Objective: Update the items below by changing every "keypoint" to "marker" and keeping everything else the same. Leave the pictures out of your version.

____ Data shown

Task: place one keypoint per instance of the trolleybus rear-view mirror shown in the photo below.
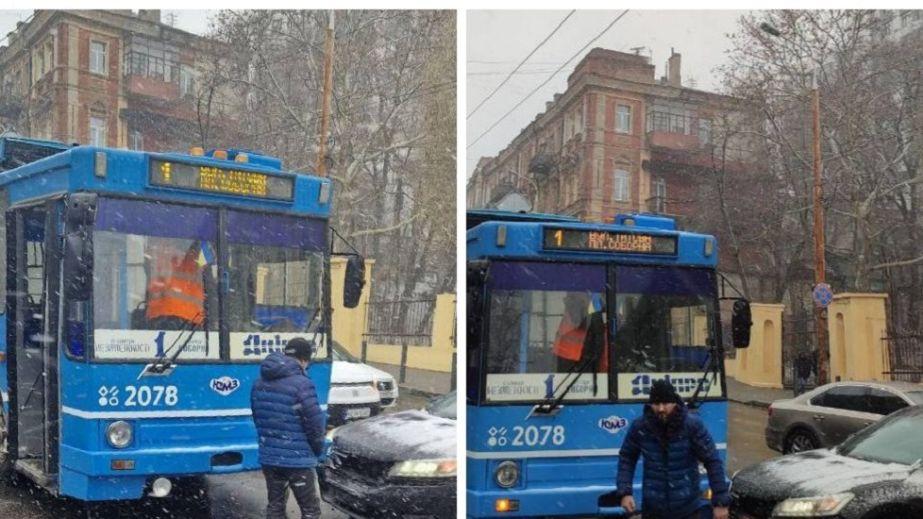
(477, 278)
(354, 280)
(78, 247)
(740, 323)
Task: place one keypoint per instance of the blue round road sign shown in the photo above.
(822, 294)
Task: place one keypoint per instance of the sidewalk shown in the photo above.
(755, 396)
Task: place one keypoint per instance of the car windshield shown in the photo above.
(442, 406)
(895, 439)
(342, 354)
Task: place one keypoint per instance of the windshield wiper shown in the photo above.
(161, 364)
(710, 369)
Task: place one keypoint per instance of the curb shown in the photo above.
(752, 403)
(418, 392)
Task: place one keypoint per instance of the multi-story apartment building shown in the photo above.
(617, 140)
(112, 78)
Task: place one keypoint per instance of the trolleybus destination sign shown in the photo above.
(220, 180)
(608, 241)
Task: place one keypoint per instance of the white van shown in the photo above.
(357, 390)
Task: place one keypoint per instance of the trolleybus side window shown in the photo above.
(545, 320)
(665, 325)
(155, 279)
(4, 205)
(277, 263)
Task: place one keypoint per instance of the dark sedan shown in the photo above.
(875, 474)
(395, 465)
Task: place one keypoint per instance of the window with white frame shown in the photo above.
(186, 82)
(97, 131)
(622, 185)
(704, 131)
(98, 57)
(623, 119)
(135, 140)
(660, 195)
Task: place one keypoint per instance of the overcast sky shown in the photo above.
(498, 40)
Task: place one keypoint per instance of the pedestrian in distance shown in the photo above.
(673, 442)
(290, 426)
(803, 368)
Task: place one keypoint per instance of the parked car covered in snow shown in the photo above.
(395, 465)
(825, 416)
(357, 390)
(875, 474)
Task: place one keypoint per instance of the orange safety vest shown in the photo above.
(568, 343)
(178, 293)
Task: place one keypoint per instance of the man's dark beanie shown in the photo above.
(662, 392)
(299, 348)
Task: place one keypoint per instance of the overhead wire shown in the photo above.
(553, 74)
(521, 63)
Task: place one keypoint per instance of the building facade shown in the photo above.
(112, 78)
(617, 140)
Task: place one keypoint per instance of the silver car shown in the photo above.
(825, 416)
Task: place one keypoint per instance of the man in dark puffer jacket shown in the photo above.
(673, 442)
(290, 426)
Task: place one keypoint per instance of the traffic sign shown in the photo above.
(822, 295)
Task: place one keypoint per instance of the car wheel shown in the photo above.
(799, 440)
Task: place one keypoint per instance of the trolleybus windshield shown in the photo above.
(156, 281)
(546, 319)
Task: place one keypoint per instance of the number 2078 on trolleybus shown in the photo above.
(143, 290)
(569, 323)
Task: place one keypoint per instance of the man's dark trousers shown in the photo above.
(301, 481)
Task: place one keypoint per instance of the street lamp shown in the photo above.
(820, 315)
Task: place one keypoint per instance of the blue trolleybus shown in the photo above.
(143, 289)
(569, 323)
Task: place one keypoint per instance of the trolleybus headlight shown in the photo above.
(507, 474)
(119, 434)
(161, 487)
(443, 468)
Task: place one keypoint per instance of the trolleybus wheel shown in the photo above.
(6, 464)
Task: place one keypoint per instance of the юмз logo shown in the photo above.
(613, 424)
(224, 385)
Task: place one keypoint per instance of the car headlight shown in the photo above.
(119, 434)
(443, 468)
(507, 474)
(819, 506)
(331, 434)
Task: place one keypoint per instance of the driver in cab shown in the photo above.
(581, 335)
(176, 291)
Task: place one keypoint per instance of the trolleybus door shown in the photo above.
(34, 396)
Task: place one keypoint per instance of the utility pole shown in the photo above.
(820, 263)
(325, 110)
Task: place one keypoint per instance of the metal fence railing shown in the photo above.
(400, 321)
(798, 338)
(905, 356)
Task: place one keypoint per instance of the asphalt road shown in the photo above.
(243, 496)
(746, 443)
(231, 496)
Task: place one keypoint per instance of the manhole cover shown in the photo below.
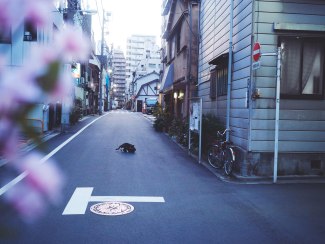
(112, 208)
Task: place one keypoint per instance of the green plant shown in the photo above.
(163, 119)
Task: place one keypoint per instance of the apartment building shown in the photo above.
(142, 56)
(118, 77)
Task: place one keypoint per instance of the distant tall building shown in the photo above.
(142, 56)
(118, 77)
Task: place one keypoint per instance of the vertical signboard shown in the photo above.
(195, 123)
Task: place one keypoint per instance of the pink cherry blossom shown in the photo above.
(28, 202)
(44, 177)
(38, 11)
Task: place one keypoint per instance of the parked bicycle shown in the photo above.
(221, 154)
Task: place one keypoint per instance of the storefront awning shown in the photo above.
(168, 78)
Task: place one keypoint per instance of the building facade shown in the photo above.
(142, 55)
(118, 77)
(179, 54)
(145, 87)
(297, 28)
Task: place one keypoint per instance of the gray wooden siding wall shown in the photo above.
(214, 31)
(302, 122)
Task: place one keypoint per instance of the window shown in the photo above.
(222, 80)
(5, 36)
(219, 76)
(30, 32)
(302, 70)
(213, 84)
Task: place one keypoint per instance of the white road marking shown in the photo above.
(82, 196)
(79, 201)
(20, 177)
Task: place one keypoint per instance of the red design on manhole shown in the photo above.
(112, 208)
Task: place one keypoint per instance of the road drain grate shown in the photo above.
(112, 208)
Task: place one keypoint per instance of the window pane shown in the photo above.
(312, 68)
(291, 63)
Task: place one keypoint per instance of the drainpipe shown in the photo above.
(229, 67)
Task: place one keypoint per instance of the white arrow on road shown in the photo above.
(82, 196)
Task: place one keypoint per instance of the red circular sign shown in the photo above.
(256, 51)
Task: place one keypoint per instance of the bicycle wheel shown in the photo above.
(214, 157)
(229, 162)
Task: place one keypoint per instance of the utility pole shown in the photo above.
(101, 66)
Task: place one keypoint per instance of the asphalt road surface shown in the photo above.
(175, 199)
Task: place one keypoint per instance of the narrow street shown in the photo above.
(175, 199)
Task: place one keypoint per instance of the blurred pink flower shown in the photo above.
(44, 177)
(72, 44)
(28, 202)
(15, 88)
(8, 13)
(38, 11)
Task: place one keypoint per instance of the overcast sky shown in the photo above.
(128, 17)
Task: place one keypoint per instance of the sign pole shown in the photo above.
(277, 112)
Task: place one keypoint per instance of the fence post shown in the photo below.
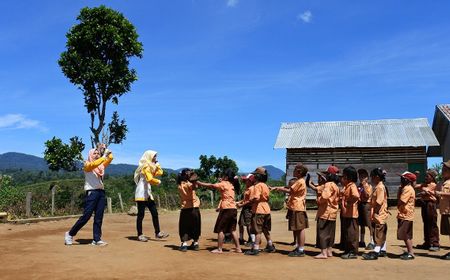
(109, 201)
(120, 200)
(53, 200)
(212, 198)
(28, 204)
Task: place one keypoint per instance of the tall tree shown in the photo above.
(211, 167)
(99, 49)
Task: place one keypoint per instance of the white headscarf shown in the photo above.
(146, 160)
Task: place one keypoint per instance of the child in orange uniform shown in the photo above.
(227, 219)
(298, 220)
(406, 199)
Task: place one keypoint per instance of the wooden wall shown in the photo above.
(393, 160)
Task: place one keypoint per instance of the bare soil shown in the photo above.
(37, 251)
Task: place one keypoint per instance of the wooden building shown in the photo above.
(394, 145)
(441, 128)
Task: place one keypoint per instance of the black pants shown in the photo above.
(430, 227)
(150, 204)
(94, 201)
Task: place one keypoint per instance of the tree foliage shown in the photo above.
(211, 167)
(97, 60)
(63, 156)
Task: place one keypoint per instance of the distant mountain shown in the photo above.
(19, 161)
(274, 172)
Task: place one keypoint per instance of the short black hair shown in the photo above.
(350, 173)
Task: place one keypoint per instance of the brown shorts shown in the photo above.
(364, 214)
(226, 221)
(379, 233)
(326, 232)
(404, 230)
(445, 224)
(298, 221)
(245, 218)
(260, 223)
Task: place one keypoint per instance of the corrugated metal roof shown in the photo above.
(361, 134)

________

Result of this task:
Task: place one marker per instance of the trolleybus rear-view mirror shown in the photo below.
(477, 278)
(354, 280)
(78, 247)
(740, 323)
Task: place one marker per instance of the blue round road sign shown in the photo above.
(822, 294)
Task: place one marker per instance of the sidewalk shown in the photo above.
(755, 396)
Task: place one marker per instance of the car windshield shown in the photo above.
(442, 406)
(895, 439)
(342, 354)
Task: place one marker per instance of the windshield wiper shown in the photo above.
(161, 364)
(710, 369)
Task: place one marker per instance of the curb shown in the photo above.
(752, 403)
(418, 392)
Task: place one marker per instance of the multi-story apartment building shown in the photo above.
(617, 140)
(112, 78)
Task: place one marker per instance of the trolleybus destination sign shown in the photo above.
(220, 180)
(608, 241)
Task: place one marker per instance of the white van shown in the photo above.
(357, 390)
Task: place one marker per instance of the trolleybus side window shown in the photo above.
(545, 320)
(665, 325)
(155, 279)
(4, 205)
(277, 263)
Task: place one marker per instance of the dark sedan shown in the photo above.
(875, 474)
(395, 465)
Task: place one marker per instance of the window with white frame shown in the photo above.
(186, 82)
(97, 131)
(622, 185)
(704, 131)
(98, 57)
(623, 119)
(135, 140)
(660, 195)
Task: place one marker per instance of the overcast sky shown in the photo above.
(498, 40)
Task: place one marker per instance of the pedestrian in distance shown in the photo above.
(673, 442)
(290, 426)
(803, 368)
Task: place one marker per instance of the parked car covered in snow shown in the photo above.
(395, 465)
(825, 416)
(357, 390)
(875, 474)
Task: place one marker per instance of the orange safety vest shown in the photo above.
(568, 343)
(178, 293)
Task: place one marker per instance of the man's dark beanie shown in the photo above.
(662, 392)
(299, 348)
Task: place one marker per instance of the overhead wire shown in the photo above.
(553, 74)
(521, 63)
Task: place one marker per instance of the building facade shown in the photo above.
(112, 78)
(617, 140)
Task: place one marker per instance of the silver car shown in the photo above.
(825, 416)
Task: place one marker per instance of the man in dark puffer jacket shown in the photo above.
(673, 442)
(290, 426)
Task: place one marker per instance of the traffic sign shown in the photo above.
(822, 295)
Task: place one marker per instance of the car wheel shown in the photo above.
(799, 440)
Task: place one marker per instance of the trolleybus windshield shown in the photo above.
(156, 281)
(546, 319)
Task: place one marker per instance of the number 2078 on trolleybus shown in the photo above.
(143, 290)
(569, 323)
Task: place one marker per instance of the man's dark trousers shown in the photo above.
(301, 481)
Task: place one marker per instance of the street lamp shown in the photo above.
(820, 315)
Task: place one marker per instance of the blue trolleybus shown in the photo above.
(143, 289)
(569, 323)
Task: place one marker per instance of the trolleybus headlight shown in the photo above.
(507, 474)
(119, 434)
(161, 487)
(443, 468)
Task: place one marker per instance of the trolleybus wheel shown in the photo above.
(6, 464)
Task: place one marker per instance of the юмз logo shown in the photo above.
(613, 424)
(224, 385)
Task: place one marker per instance of the car headlight shown in the photo above.
(119, 434)
(443, 468)
(507, 474)
(819, 506)
(331, 434)
Task: place one marker per instance of the driver in cab shown in the photo above.
(581, 335)
(176, 291)
Task: place one marker per instance of the trolleybus door shown in the photo above.
(34, 396)
Task: place one marker per instance of the utility pole shown in the photo above.
(820, 263)
(325, 110)
Task: place one marker per instance of the metal fence railing shown in the photo above.
(400, 321)
(798, 338)
(905, 356)
Task: place one marker per instance of the asphalt road shown in the photo above.
(243, 496)
(746, 443)
(231, 496)
Task: place one marker per instance of the manhole cover shown in the photo below.
(112, 208)
Task: place one marker per instance of the green plant shown in the photo above.
(163, 119)
Task: place one marker per instance of the apartment building shown in the photo above.
(142, 56)
(118, 77)
Task: place one marker per instance of the distant tall building shown in the photo above.
(142, 56)
(118, 77)
Task: place one marker per instance of the vertical signboard shown in the photo above.
(195, 123)
Task: place one marker per instance of the pink cherry blossom shown in the photo above.
(28, 202)
(44, 177)
(38, 11)
Task: place one marker per instance of the parked bicycle shown in the photo above.
(221, 154)
Task: place one marker per instance of the storefront awning shown in the photo above.
(168, 78)
Task: place one marker per instance of the building facade shown in the photo above.
(142, 55)
(118, 77)
(179, 54)
(145, 87)
(297, 28)
Task: place one marker per instance of the gray wooden siding wall shown in the photo above.
(214, 31)
(302, 122)
Task: place one marker per instance of the window shown in the photo above.
(222, 80)
(5, 36)
(219, 76)
(30, 32)
(302, 70)
(213, 84)
Task: place one marker per instance of the white road marking shown in the photo above.
(82, 196)
(79, 201)
(20, 177)
Task: place one marker per instance of the red design on manhole shown in the photo above.
(112, 208)
Task: place one marker per instance of the road drain grate shown in the photo above.
(112, 208)
Task: place one marker per instance of the window pane shown in the photo above.
(312, 68)
(291, 63)
Task: place one marker per instance of the drainpipe shown in the photo above.
(229, 67)
Task: place one marker per instance of the white arrow on road shown in the photo above.
(82, 196)
Task: place one marker per instance of the red circular sign shown in the photo above.
(256, 51)
Task: place one marker per instance of the bicycle wheel shown in the photo above.
(214, 157)
(229, 162)
Task: place one marker per instance of the utility pole shown in the photo above.
(101, 66)
Task: place one marker per instance of the asphalt road surface shown in the photo above.
(175, 199)
Task: place one marker per instance of the narrow street shown in the photo above.
(175, 199)
Task: place one marker per instance of the blurred pink flower shown in the photo above.
(44, 177)
(72, 44)
(28, 202)
(15, 88)
(8, 13)
(38, 11)
Task: place one marker per instance of the overcast sky shown in the photo above.
(128, 17)
Task: place one marker per instance of the sign pole shown in the photo above.
(277, 112)
Task: place one marker per instance of the fence post shown in the photo below.
(109, 201)
(120, 200)
(53, 200)
(212, 198)
(28, 204)
Task: place one marker per instance of the tall tree shown in the photo above.
(211, 167)
(99, 49)
Task: place one marker per instance of the white headscarf shown in the photo above.
(146, 160)
Task: place one marker per instance of the child in orange uniform shown in the photo above.
(227, 219)
(298, 220)
(406, 199)
Task: place one marker per instance of the wooden wall shown in the photo above.
(393, 160)
Task: place one marker per instance of the bare soil shown in the photo above.
(37, 251)
Task: place one marker per instance of the wooden building shown in the photo above.
(394, 145)
(441, 128)
Task: place one marker per instance of the black pants shown in the photo above.
(430, 227)
(150, 204)
(94, 201)
Task: place one marker per instance of the tree foliage shown in the photo above.
(211, 167)
(97, 60)
(63, 156)
Task: place one marker per instance of the distant mountain shown in the photo above.
(19, 161)
(274, 172)
Task: place one marker per instance of the short black hair shown in the photo above.
(350, 173)
Task: place one marker per instance of the brown shorts shown in the photo above.
(364, 214)
(226, 221)
(379, 233)
(326, 232)
(404, 230)
(445, 224)
(298, 221)
(245, 218)
(260, 223)
Task: place one marker per instance of the corrugated metal roof shown in the photo above.
(361, 134)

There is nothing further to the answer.